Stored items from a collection
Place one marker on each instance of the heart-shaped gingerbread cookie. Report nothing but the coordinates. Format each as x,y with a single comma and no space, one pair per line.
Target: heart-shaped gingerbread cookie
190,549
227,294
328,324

## [Task item]
Transcribe, exactly and completely, all of the entries.

## [Expected answer]
Place one marker on each instance of the heart-shaped gingerbread cookie. Report nothing but the coordinates. Format each as x,y with a single comma and no space, one pair per line.
Target: heart-shaped gingerbread cookie
190,549
227,294
328,324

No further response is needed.